* WRITTEN TASK *
Exact reproduction is required for all entries.

(begin)

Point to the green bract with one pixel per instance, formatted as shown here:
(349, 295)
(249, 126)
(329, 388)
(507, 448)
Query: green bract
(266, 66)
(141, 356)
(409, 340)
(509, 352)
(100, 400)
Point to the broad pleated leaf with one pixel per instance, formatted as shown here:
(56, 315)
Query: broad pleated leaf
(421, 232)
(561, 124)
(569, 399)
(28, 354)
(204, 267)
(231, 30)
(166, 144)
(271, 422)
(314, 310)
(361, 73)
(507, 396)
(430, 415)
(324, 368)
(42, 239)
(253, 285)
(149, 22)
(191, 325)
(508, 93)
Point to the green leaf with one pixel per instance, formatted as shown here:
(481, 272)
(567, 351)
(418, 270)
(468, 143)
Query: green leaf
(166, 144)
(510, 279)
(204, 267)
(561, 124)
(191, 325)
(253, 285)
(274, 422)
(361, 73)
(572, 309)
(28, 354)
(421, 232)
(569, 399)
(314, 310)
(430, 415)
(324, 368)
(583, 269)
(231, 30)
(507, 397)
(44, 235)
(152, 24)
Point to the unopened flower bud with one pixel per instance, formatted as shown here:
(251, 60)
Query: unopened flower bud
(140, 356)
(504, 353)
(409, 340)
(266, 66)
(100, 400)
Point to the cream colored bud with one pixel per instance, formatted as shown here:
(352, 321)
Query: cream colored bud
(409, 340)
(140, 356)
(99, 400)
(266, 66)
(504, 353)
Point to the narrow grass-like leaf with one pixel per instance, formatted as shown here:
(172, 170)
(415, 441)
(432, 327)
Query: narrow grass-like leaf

(end)

* WRITTEN SOLUTION *
Point to the green bract with one pixel per instance, formatted as shown here:
(349, 295)
(249, 126)
(329, 388)
(507, 448)
Query: green bract
(266, 66)
(141, 356)
(409, 340)
(509, 352)
(100, 400)
Point to the broad pleated leaf with one pixel per instance, formatted as shown here:
(56, 315)
Query: broad pleated leaf
(421, 232)
(561, 124)
(569, 399)
(28, 354)
(204, 267)
(231, 30)
(166, 144)
(271, 422)
(314, 310)
(361, 73)
(507, 396)
(430, 415)
(324, 368)
(42, 239)
(253, 285)
(149, 22)
(191, 325)
(508, 93)
Point to the green leaf with one pixel per instance, formatted as shown here:
(481, 272)
(567, 351)
(418, 270)
(468, 143)
Query: green leaf
(166, 144)
(510, 279)
(204, 267)
(561, 124)
(191, 325)
(253, 285)
(274, 422)
(361, 73)
(572, 309)
(28, 354)
(421, 232)
(569, 399)
(314, 310)
(430, 415)
(324, 368)
(583, 269)
(231, 30)
(507, 397)
(44, 235)
(152, 24)
Point to the unopened flower bud with one pixel per instance, formatted as shown here:
(251, 60)
Query: unopened flower bud
(140, 356)
(504, 353)
(409, 340)
(266, 66)
(100, 400)
Point to the cream colored bud with one pixel per instance, formatted as shown here:
(352, 321)
Query: cream colored bud
(409, 340)
(140, 356)
(99, 400)
(266, 66)
(504, 353)
Point to the narrow grass-like leaf with one pixel per instance, formatted as shown here:
(172, 170)
(415, 441)
(432, 327)
Query: narrow grass-like leaf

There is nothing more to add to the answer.